**TASK ITEM**
Exclude all pictures from your copy of the data below, which should otherwise match exactly.

>>>

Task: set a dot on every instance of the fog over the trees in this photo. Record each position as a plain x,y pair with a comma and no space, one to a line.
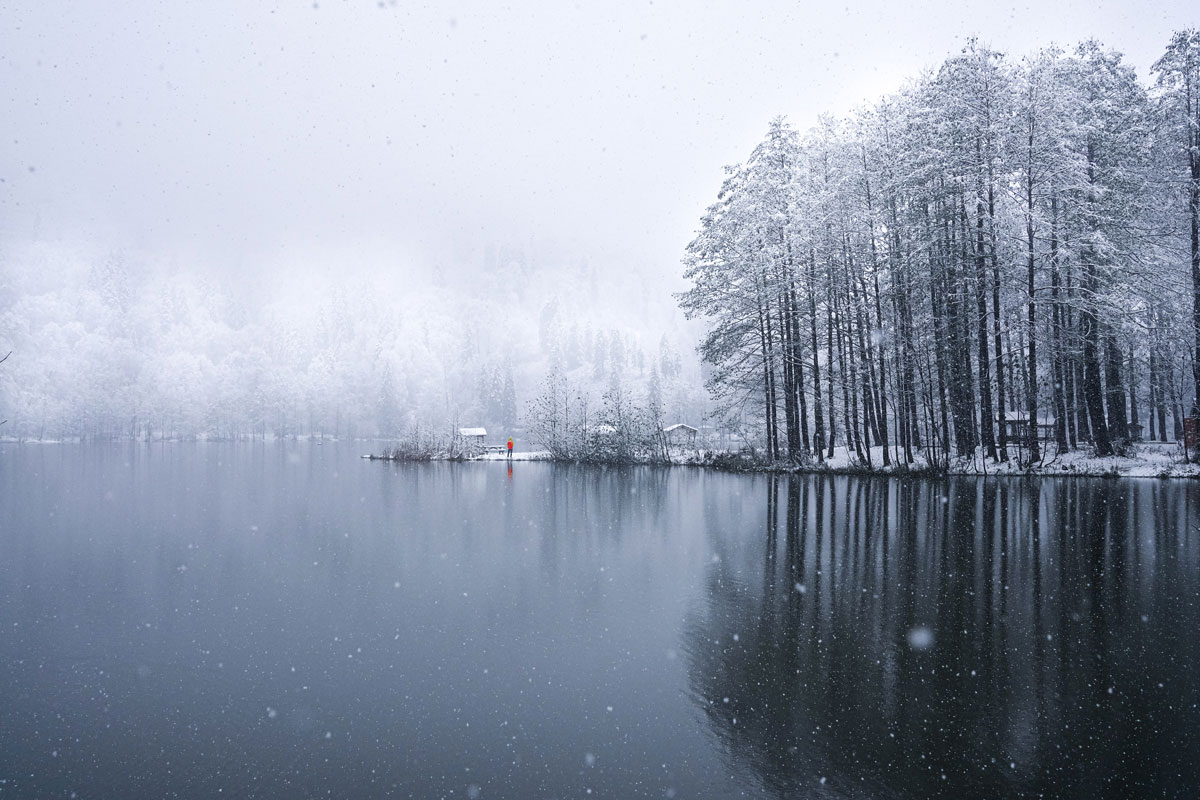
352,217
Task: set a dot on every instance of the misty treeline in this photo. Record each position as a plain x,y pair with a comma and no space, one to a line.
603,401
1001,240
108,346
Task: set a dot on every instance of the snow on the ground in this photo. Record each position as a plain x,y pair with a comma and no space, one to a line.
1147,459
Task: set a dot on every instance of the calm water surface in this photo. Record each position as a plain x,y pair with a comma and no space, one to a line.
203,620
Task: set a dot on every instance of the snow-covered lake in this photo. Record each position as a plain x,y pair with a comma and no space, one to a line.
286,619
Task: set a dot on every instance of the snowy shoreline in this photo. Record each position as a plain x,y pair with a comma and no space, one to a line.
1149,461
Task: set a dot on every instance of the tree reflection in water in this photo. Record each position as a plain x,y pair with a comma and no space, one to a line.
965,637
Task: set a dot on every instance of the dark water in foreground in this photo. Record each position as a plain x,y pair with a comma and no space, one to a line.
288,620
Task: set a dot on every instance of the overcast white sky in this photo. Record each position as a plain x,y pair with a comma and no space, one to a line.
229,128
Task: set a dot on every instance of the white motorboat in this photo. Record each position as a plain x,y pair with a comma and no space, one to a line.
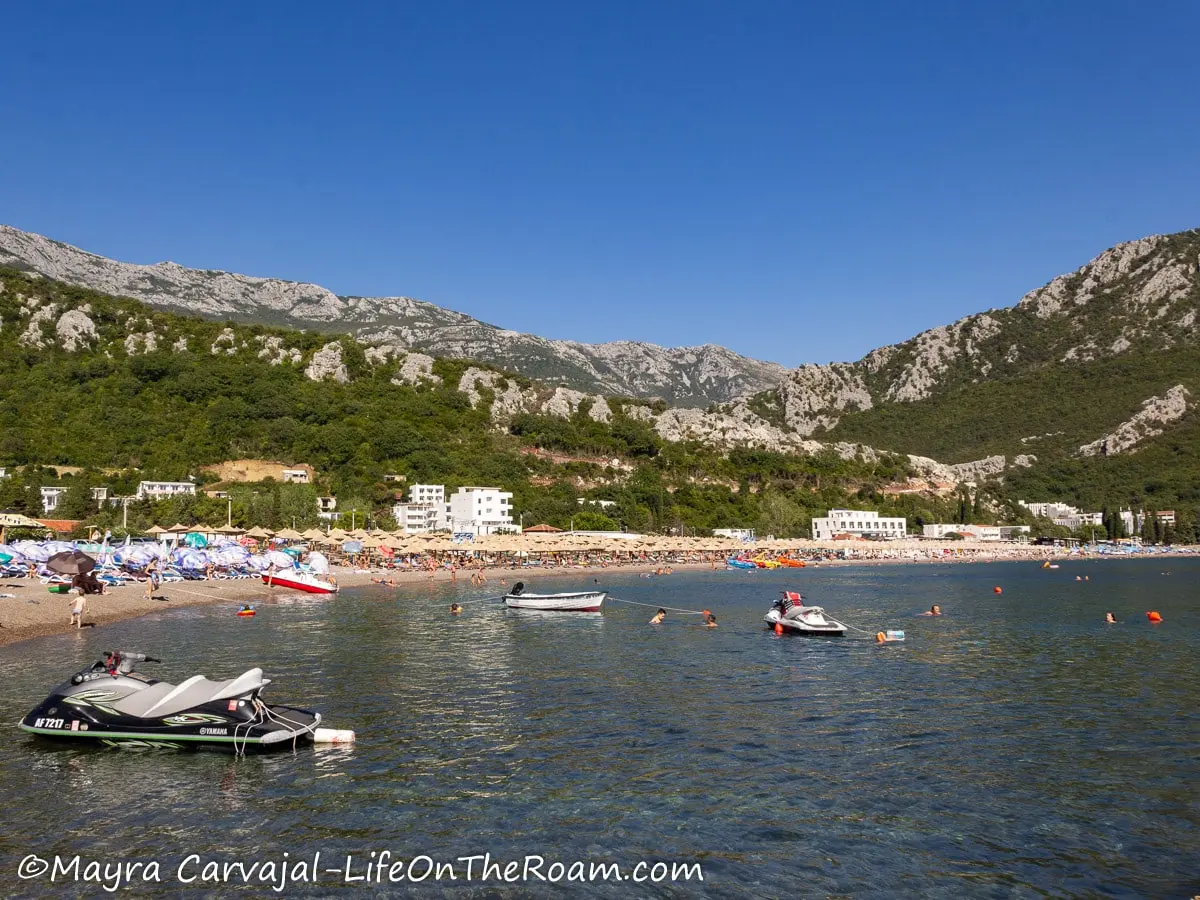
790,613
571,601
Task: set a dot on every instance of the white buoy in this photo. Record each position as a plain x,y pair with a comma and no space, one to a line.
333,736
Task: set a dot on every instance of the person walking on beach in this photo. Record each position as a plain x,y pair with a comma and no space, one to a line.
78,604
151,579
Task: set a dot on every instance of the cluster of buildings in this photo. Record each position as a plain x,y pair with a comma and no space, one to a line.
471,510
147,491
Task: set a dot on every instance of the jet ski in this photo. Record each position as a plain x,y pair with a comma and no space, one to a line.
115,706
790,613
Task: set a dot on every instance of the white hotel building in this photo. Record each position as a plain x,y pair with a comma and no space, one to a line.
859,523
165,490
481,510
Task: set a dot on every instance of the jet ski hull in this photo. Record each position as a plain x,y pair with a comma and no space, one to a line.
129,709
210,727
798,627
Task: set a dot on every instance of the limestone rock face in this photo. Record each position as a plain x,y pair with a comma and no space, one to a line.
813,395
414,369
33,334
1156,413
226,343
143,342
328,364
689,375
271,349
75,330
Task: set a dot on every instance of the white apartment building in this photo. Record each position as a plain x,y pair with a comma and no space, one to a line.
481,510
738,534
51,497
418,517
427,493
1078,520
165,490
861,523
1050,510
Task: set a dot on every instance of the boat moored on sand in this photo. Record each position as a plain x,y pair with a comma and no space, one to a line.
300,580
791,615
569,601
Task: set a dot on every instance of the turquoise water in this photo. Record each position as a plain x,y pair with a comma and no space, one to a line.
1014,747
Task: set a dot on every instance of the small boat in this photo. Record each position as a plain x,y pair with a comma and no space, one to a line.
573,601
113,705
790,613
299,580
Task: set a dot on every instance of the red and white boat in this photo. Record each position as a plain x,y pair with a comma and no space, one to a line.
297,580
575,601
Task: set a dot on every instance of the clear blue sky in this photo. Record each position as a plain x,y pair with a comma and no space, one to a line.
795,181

<<<

**RESPONSE AREA**
Task: set a dot on every instance of the fog over the trees in this photo. Record each position as a plain x,y pair with a comma and no space, one to a line.
352,217
Task: set a dot on every instance of the misty treeline in this photo. Record each position as a plain x,y pair with a comma and no space, one to a line.
603,401
1001,240
108,346
Task: set a dot on every instance of the snow on the ground in this photo. Record each position as a plain x,y pair with a comma and no space, one to a line.
1147,459
Task: set a dot on every instance of the calm water surface in this photo. Record each position as a plain x,y pair with a comma and no space, one to a line.
203,620
Task: set a dot on every instance of the snow-covered lake in this photo. Record each position as a plain x,y pair with a comma and no space, one to a line.
286,619
Task: set a dot on every instance of the snowy shoreline in this photo. Record each position as a plain x,y pair with a comma and no space, one to a line.
1149,461
Task: set a dot on every instance of the tree reflection in water in this photo. Record each position as a plain x,y pair with a comma and no space, one to a line.
965,637
Task: set a dot on every instance of the dark water in foreground in this photo. Record each position as a plain x,y pair with a comma and no space, one to a line.
288,620
Task: set a dot on every instance of the overcast white sky in this photo. Record each position as a plain x,y pair with a comma and no space, one to a line.
229,128
Task: set a dot on every instance of the white motorboat in this photo. Record each position as a plain x,y pair with a comma and no space, one to a line.
790,613
571,601
Task: set a dot on every instance of the white buoy in this photo. Record each position as a plain x,y pair with a comma and no space, one to a line.
333,736
Task: set a dot on every instance of the person walking on beach in this photo. Record each position as a plain x,y pair with a comma and no space, one to a line.
78,604
151,579
Task: set a dot on every instance of the cluster of buildings in this photo. Record each position as a plain x,y pair with a comma and no space, one to a line.
471,510
147,491
Task: set a dot on every instance of the jet ski in this photo. Record each position as a plain x,y pair with a comma and no space, one to a line.
115,706
790,613
Task: set a dot on every instance of the white hotel building in this photo. Record each position as a plain x,y pair with a comma and no space, one to a line.
859,523
165,490
481,510
Task: set a dot on every instance of the jet ski hull in this photo. Record each position as a plain x,y pair with a comma and no space, one to a line.
129,709
210,727
798,627
Task: set a dot on every instance of the limestone rock face in this photo. Record each position as a plain x,y pair with a comma and no space, one to a line.
813,395
414,369
33,334
1156,413
226,343
143,342
328,364
689,375
271,349
75,330
Task: set a dot on every instance of the white apartment building in this photo. Record each position as a plain x,y pair with a comma and no space, one to a line.
481,510
738,534
51,497
418,517
427,493
1078,520
165,490
861,523
1050,510
Task: set a dot on every instance of the boat moored on sand in this photo. Record each position as a plain x,y pair with a comma and no space, one to a line.
300,580
791,615
569,601
Task: set a dot on every instance of the turquoise water in this photo. Record each position as a plain x,y pair with a comma and no space, one to a line.
1014,747
Task: set a dot on every instance of the small boat in this photo. Record each position as a plain x,y pair with a comma and no space, one to a line.
573,601
113,705
790,613
299,580
Task: set a dot on every instance of the red and white boat in this photo. Record each position as a plain x,y pair with a comma and no space, one to a line.
297,580
575,601
Task: set a dot on every instance of the clear blue sky in this photo. Record each position as a plain x,y pair with a comma and no space, one to a line.
795,181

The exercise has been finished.